-- BEGIN Input for this task --

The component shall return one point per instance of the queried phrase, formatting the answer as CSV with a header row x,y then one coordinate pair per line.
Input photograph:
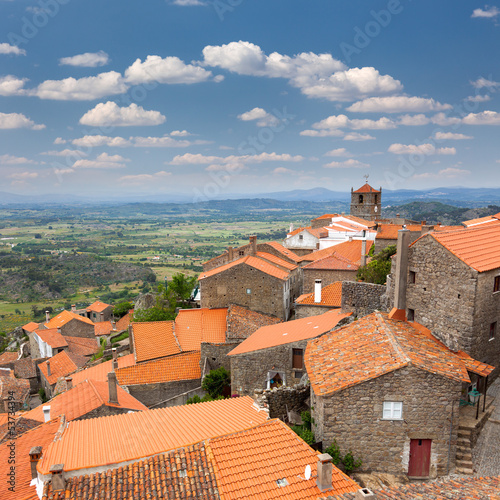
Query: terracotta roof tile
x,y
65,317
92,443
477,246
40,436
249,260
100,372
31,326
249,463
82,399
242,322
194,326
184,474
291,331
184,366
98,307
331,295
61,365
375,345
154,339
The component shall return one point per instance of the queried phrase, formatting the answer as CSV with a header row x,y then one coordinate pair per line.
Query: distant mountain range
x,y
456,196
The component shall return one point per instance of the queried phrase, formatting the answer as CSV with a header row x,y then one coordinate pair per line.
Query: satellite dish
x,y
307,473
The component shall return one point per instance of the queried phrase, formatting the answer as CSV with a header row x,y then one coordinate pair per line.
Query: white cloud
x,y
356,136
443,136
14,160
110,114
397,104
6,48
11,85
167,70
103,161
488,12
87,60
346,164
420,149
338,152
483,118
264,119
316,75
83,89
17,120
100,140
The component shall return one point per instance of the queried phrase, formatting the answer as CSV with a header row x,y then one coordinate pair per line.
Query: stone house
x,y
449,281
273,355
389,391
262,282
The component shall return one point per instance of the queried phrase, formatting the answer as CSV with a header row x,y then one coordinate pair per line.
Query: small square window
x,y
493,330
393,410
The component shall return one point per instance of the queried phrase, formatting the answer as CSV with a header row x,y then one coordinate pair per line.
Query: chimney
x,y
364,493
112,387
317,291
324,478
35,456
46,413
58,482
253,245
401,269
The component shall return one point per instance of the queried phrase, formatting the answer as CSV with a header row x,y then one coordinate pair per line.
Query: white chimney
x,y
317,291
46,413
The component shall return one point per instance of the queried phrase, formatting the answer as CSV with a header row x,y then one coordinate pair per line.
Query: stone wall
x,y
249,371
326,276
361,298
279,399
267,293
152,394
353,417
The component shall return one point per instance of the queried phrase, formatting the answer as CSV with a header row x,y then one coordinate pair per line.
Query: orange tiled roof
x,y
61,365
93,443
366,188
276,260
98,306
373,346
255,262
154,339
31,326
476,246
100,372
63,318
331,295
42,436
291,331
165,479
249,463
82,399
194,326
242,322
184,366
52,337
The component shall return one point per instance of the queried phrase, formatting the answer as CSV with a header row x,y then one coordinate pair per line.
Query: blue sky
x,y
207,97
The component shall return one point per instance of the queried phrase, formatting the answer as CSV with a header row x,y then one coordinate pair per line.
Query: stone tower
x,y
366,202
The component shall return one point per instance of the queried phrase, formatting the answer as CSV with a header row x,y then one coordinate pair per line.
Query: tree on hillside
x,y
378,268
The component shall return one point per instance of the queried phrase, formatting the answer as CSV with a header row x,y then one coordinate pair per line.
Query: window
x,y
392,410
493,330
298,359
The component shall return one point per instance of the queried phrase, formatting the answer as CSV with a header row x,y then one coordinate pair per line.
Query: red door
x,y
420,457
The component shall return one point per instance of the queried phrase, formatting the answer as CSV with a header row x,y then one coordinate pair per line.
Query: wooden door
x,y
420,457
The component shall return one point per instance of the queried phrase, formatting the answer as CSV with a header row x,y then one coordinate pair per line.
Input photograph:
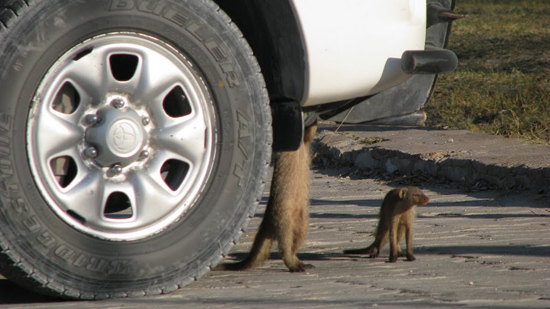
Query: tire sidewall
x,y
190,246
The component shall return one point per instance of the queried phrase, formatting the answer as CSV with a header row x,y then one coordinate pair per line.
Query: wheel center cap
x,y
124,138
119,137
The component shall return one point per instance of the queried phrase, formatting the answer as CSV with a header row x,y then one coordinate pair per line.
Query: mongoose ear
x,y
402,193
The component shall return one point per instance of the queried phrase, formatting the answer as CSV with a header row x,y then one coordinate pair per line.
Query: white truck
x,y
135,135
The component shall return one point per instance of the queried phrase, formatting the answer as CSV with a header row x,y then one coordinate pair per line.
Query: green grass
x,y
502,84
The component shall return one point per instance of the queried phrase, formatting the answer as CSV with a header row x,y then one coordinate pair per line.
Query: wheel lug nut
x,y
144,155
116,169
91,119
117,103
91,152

-- END Input for this task --
-- BEGIN Input for this task --

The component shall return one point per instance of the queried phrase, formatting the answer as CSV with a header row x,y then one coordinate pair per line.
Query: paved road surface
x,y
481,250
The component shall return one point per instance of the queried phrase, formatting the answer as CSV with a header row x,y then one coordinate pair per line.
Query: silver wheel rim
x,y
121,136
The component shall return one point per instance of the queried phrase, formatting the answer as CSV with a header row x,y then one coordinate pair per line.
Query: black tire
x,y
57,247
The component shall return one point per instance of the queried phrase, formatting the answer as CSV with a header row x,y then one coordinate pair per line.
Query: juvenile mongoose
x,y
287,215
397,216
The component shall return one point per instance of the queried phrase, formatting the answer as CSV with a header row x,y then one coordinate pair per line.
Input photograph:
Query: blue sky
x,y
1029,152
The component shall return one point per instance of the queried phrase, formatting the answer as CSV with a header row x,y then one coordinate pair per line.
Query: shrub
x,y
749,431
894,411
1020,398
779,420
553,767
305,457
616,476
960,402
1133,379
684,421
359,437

-- END Input for this task --

● Problem to solve
Display every line of the data above that contains the string "tire" with its case matched exactly.

● Reply
Query: tire sidewall
Query: black tire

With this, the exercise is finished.